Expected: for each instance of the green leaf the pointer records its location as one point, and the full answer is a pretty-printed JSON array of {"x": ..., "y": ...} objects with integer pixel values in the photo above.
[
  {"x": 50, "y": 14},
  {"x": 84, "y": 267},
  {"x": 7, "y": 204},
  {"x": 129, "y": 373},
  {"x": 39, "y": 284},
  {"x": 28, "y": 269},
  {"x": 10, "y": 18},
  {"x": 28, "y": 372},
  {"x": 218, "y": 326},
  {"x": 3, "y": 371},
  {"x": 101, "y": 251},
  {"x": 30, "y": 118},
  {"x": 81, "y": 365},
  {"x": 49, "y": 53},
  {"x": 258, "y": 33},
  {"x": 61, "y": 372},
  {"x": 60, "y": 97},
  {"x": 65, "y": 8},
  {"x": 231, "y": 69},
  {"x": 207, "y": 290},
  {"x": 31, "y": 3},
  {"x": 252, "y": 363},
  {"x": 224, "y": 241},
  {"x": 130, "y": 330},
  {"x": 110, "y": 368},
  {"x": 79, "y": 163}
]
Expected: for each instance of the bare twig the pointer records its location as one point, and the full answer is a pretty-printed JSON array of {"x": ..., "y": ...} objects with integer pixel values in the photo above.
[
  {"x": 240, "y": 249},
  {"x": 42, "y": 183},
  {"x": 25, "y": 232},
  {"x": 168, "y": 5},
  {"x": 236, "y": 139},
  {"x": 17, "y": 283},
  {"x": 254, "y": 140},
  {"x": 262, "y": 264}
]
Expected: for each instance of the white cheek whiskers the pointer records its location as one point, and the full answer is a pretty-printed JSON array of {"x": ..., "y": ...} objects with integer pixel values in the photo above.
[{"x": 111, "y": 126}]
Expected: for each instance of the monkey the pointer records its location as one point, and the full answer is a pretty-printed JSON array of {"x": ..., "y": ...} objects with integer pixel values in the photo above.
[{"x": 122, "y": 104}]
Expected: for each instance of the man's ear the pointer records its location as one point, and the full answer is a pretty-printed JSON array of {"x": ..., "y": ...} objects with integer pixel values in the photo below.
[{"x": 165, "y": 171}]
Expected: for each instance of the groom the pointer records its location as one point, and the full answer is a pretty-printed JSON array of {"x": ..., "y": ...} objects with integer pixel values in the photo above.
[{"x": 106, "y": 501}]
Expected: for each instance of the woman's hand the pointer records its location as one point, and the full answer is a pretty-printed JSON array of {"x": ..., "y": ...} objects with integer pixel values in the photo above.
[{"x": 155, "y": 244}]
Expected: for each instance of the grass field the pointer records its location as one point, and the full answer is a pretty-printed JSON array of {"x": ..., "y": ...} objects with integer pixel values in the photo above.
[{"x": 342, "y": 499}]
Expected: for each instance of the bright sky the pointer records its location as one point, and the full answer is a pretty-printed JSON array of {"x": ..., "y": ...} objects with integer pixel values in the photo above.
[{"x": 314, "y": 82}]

________________________________________

Aim of the exercise:
All of the entries must be printed again exactly as given.

Result for this task:
Expected: for each instance of the green leaf the pointer records its location as one point, and the full answer is a pretty-printed JSON array of {"x": ..., "y": ...} objects with integer pixel values in the photo above.
[
  {"x": 50, "y": 14},
  {"x": 84, "y": 267},
  {"x": 7, "y": 204},
  {"x": 129, "y": 373},
  {"x": 39, "y": 284},
  {"x": 28, "y": 269},
  {"x": 10, "y": 18},
  {"x": 28, "y": 372},
  {"x": 218, "y": 326},
  {"x": 3, "y": 371},
  {"x": 101, "y": 251},
  {"x": 30, "y": 118},
  {"x": 81, "y": 365},
  {"x": 49, "y": 53},
  {"x": 258, "y": 33},
  {"x": 61, "y": 372},
  {"x": 60, "y": 97},
  {"x": 65, "y": 8},
  {"x": 231, "y": 69},
  {"x": 207, "y": 290},
  {"x": 31, "y": 3},
  {"x": 252, "y": 363},
  {"x": 224, "y": 241},
  {"x": 130, "y": 330},
  {"x": 110, "y": 368},
  {"x": 79, "y": 163}
]
Expected: for each instance of the bare twig the pointer records its location as one point, and the full answer is a pretty-printed JSON array of {"x": ..., "y": ...} objects with integer pixel values in the photo above.
[
  {"x": 240, "y": 249},
  {"x": 42, "y": 183},
  {"x": 25, "y": 232},
  {"x": 168, "y": 5},
  {"x": 236, "y": 139},
  {"x": 17, "y": 283},
  {"x": 254, "y": 140},
  {"x": 262, "y": 264}
]
Expected: for each instance of the white cheek whiskers the pointer records its location as one point, and the full answer is a pretty-printed JSON array of {"x": ..., "y": ...} objects with integer pixel values in the photo above.
[{"x": 111, "y": 126}]
Expected: for each instance of the monkey the pointer records its location as one point, and the full answer is a pretty-printed JSON array of {"x": ..., "y": ...} objects with integer pixel values in the photo above.
[{"x": 122, "y": 104}]
Expected: for each instance of the man's ear the pointer records its location as one point, and the full answer is a pretty-printed JSON array of {"x": ..., "y": ...} objects with integer pixel values in the photo below.
[{"x": 165, "y": 171}]
Expected: for each instance of the groom the pointer records its location as one point, and the full answer is a pretty-printed JSON array of {"x": ..., "y": ...} objects with integer pixel values in the photo above.
[{"x": 106, "y": 501}]
Expected: for each instance of the woman's hand the pointer records its location as one point, and the full answer is a pretty-printed JSON array of {"x": ..., "y": ...} objects with integer pixel values in the photo above.
[{"x": 155, "y": 244}]
Expected: for each instance of the grass field the pointer records its location as one point, and the full answer is a pretty-printed JSON array of {"x": ..., "y": ...} objects with integer pixel values in the photo above.
[{"x": 342, "y": 499}]
Expected: for each instance of the bright sky the pointer records its location as one point, and the full answer is a pretty-printed JSON array of {"x": ..., "y": ...} objects with integer pixel values in the photo above.
[{"x": 314, "y": 82}]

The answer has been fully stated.